Problem to solve:
An exact copy of the data is required. No picture may appear in it.

Records to use:
========================

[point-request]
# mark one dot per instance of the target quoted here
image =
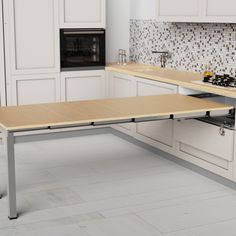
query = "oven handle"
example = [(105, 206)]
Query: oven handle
[(85, 32)]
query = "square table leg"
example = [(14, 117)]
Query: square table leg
[(11, 178)]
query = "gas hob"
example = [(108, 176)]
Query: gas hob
[(225, 81)]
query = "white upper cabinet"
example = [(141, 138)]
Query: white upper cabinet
[(179, 10), (82, 14), (32, 36), (196, 10), (143, 9), (220, 11)]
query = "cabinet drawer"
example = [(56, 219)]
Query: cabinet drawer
[(205, 138)]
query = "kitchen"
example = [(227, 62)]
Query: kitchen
[(168, 174)]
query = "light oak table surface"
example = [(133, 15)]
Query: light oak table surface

========================

Response area:
[point-request]
# mark one dot per instance of the target quoted here
image =
query = "oven handle"
example = [(105, 206)]
Query: oven handle
[(85, 32)]
query = "square table leg"
example = [(14, 117)]
Query: square table leg
[(11, 178)]
query = "gas hob"
example = [(108, 176)]
Query: gas hob
[(225, 81)]
query = "white upper cabinet"
example = [(141, 138)]
Query: white upper cabinet
[(179, 10), (82, 14), (32, 36), (196, 10), (143, 9), (220, 11)]
query = "cabinet drawer"
example = [(56, 219)]
Query: cabinet drawer
[(205, 138)]
query = "kitchen"
example = [(227, 62)]
Query: kitchen
[(168, 174)]
query = "light oak table surface"
example = [(133, 15)]
Query: light oak table surface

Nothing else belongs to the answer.